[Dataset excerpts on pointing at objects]
--- --- ---

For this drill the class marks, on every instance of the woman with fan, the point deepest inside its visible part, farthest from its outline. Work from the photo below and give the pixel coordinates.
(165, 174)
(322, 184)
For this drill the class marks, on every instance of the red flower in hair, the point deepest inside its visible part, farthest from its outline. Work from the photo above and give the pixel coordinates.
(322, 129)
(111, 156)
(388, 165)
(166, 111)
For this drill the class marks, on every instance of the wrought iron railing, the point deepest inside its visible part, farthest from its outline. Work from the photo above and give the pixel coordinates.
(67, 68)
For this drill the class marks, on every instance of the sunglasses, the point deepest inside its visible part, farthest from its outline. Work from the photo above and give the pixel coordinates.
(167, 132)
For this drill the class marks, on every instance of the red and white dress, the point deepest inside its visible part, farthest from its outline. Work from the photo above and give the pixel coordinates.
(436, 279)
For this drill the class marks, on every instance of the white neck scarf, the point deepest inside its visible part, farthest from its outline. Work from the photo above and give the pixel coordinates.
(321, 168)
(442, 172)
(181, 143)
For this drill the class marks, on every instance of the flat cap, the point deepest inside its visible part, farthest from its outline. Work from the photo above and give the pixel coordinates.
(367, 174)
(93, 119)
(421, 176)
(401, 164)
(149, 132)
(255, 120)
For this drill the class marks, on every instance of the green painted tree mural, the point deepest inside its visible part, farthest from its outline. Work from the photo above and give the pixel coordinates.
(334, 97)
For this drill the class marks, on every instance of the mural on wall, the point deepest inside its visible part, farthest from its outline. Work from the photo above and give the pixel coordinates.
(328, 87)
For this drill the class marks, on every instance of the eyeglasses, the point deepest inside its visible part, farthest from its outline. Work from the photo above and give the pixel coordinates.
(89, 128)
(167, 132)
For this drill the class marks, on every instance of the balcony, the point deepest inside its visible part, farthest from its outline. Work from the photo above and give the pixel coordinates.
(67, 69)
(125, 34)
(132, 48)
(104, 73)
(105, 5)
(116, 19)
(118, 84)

--- --- ---

→ What is asked:
Copy all of the records above verbatim, keeping each line unchanged.

→ Answer to the exercise:
For this drill the class marks, on every instance of the woman with fan, the point deepest inside its visible part, farthest from its outline. Work from the photo below and give the pixel coordinates.
(165, 174)
(322, 184)
For this drill the class marks, on every instance of the red flower in hair, the point deepest inside its visible part, farthest from its outline. Work from the photo above and give the pixel coordinates.
(322, 129)
(111, 156)
(388, 165)
(166, 111)
For this drill the class marks, on every instance of the wrought iron railing, the point deepest inside its visible part, farthest from its outline. Work from the photo above and give the pixel coordinates.
(67, 68)
For this drill the class marks, on every instance of the sunglasses, the point deepest inside its visible part, farthest from its outline. Work from the photo above and give the pixel coordinates.
(167, 132)
For this drill the class marks, on every instance of the red and white dress, the point deepest inside its visible part, farthest from its outline. Work from the photo above and give the pixel coordinates.
(436, 279)
For this drill the class marks, on every instance of the white neck scarf, the point deepest inside its visible part, farthest from its outline. Work from the photo above and give the pixel coordinates.
(321, 168)
(442, 172)
(181, 143)
For this drill the class marks, on every instance of the flat cap, the point deepest inside its visible part, farthest from its outline. Work from the photo above and give the pixel coordinates.
(367, 174)
(93, 119)
(421, 176)
(401, 164)
(149, 132)
(255, 120)
For this drill the class marks, on every instance of the green painted tree mural, the point deepest inside its visible part, farthest from its outline. Work from the photo above and give the pixel coordinates.
(334, 97)
For this drill the class marks, on every instance of the mural on wall, the point deepest inside its visible part, farthest from its outline. Work from the photo above and give the pixel coordinates.
(328, 87)
For this drill the class marks, on every instance of the eyeglasses, the point deepest inside its visible part, farthest from its outline. Work from the photo above and give the pixel coordinates.
(89, 128)
(167, 132)
For this drill the class marks, on every instance of the balcony, the point deepest inside its visible part, farthest from its outline. Work from the photo above and give the pixel coordinates.
(67, 69)
(125, 34)
(132, 48)
(104, 73)
(105, 5)
(116, 19)
(118, 84)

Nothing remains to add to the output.